> **Work to be completed**:
Lay out every line of the entries below as a JSON array of strings, one string per line, leaving out blank lines.

[Data lines]
== == ==

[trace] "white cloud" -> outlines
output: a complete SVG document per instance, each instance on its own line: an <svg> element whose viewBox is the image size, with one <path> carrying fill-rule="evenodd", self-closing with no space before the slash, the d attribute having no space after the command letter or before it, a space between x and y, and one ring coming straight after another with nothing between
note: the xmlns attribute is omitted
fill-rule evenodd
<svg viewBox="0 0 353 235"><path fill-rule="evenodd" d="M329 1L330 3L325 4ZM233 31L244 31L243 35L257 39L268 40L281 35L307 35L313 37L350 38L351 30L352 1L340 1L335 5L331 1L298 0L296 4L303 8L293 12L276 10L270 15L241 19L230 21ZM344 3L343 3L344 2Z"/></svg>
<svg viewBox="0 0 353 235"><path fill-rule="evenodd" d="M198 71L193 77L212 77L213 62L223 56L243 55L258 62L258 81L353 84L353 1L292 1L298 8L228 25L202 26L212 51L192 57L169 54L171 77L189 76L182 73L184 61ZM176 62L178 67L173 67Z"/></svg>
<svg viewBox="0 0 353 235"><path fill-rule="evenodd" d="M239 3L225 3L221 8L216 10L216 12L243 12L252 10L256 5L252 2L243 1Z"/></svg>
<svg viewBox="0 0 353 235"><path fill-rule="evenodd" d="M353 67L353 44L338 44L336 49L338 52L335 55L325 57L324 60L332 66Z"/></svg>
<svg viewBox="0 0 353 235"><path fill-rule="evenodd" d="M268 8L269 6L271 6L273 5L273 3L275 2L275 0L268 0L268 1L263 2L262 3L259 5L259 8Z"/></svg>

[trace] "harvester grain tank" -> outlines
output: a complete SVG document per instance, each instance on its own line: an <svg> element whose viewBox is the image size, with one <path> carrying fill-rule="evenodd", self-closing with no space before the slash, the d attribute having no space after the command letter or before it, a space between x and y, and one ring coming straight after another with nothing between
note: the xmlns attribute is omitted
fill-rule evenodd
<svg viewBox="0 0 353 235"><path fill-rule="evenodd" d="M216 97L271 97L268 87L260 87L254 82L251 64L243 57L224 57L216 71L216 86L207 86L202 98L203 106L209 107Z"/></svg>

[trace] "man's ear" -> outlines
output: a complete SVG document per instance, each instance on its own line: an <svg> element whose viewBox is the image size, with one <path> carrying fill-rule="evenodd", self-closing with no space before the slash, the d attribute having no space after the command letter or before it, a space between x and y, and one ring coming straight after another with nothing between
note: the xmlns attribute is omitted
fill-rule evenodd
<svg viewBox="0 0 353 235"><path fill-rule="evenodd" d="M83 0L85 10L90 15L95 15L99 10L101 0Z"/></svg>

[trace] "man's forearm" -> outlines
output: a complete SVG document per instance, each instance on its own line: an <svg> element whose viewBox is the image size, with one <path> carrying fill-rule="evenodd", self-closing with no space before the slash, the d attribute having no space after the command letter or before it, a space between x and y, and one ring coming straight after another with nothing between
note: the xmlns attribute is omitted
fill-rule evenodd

== == ==

> **Written solution**:
[
  "[trace] \"white cloud\" -> outlines",
  "output: a complete SVG document per instance, each instance on its own line: an <svg> element whose viewBox is the image size, with one <path> carrying fill-rule=\"evenodd\", self-closing with no space before the slash, the d attribute having no space after the command letter or before it, a space between x and y, and one ring coming straight after another with nothing between",
  "note: the xmlns attribute is omitted",
  "fill-rule evenodd",
  "<svg viewBox=\"0 0 353 235\"><path fill-rule=\"evenodd\" d=\"M329 1L330 3L325 4ZM233 31L244 31L243 35L257 39L268 40L281 35L307 35L313 37L350 38L351 30L352 1L340 1L335 5L331 1L298 0L296 4L303 8L293 12L276 10L270 15L241 19L230 21ZM344 3L343 3L344 2Z\"/></svg>",
  "<svg viewBox=\"0 0 353 235\"><path fill-rule=\"evenodd\" d=\"M198 71L193 77L212 77L213 62L223 56L243 55L258 62L258 81L353 84L353 1L292 1L298 8L228 25L202 26L212 51L192 57L169 54L171 77L189 76L182 73L184 61ZM176 62L178 67L173 67Z\"/></svg>",
  "<svg viewBox=\"0 0 353 235\"><path fill-rule=\"evenodd\" d=\"M239 3L225 3L221 8L216 10L216 12L243 12L252 10L256 5L252 2L243 1Z\"/></svg>",
  "<svg viewBox=\"0 0 353 235\"><path fill-rule=\"evenodd\" d=\"M353 67L353 44L338 44L336 49L338 52L335 55L325 57L324 60L332 66Z\"/></svg>",
  "<svg viewBox=\"0 0 353 235\"><path fill-rule=\"evenodd\" d=\"M268 8L269 6L271 6L273 5L273 3L275 2L275 0L268 0L268 1L263 2L262 3L259 5L259 8Z\"/></svg>",
  "[trace] \"harvester grain tank\" -> outlines",
  "output: a complete SVG document per instance, each instance on its own line: an <svg> element whose viewBox is the image size, with one <path> carrying fill-rule=\"evenodd\", self-closing with no space before the slash, the d attribute having no space after the command letter or before it, a space between x and y, and one ring coming straight after another with nothing between",
  "note: the xmlns attribute is omitted",
  "fill-rule evenodd",
  "<svg viewBox=\"0 0 353 235\"><path fill-rule=\"evenodd\" d=\"M216 97L271 97L268 87L260 87L254 82L251 64L243 57L224 57L216 71L216 86L207 86L202 98L203 106L209 107Z\"/></svg>",
  "[trace] \"man's ear\" -> outlines",
  "output: a complete SVG document per instance, each instance on its own line: an <svg> element whose viewBox is the image size, with one <path> carrying fill-rule=\"evenodd\", self-closing with no space before the slash, the d attribute having no space after the command letter or before it, a space between x and y, and one ring coming straight after another with nothing between",
  "note: the xmlns attribute is omitted",
  "fill-rule evenodd",
  "<svg viewBox=\"0 0 353 235\"><path fill-rule=\"evenodd\" d=\"M83 0L85 10L90 15L95 15L99 10L101 0Z\"/></svg>",
  "[trace] \"man's forearm\" -> outlines",
  "output: a complete SVG document per instance, each instance on its own line: an <svg> element whose viewBox is the image size, with one <path> carrying fill-rule=\"evenodd\", self-closing with no space before the slash, the d attribute having no space after the command letter or before it, a space between x and y, and one ring coming straight after another with nothing between",
  "note: the xmlns attribute is omitted",
  "fill-rule evenodd"
]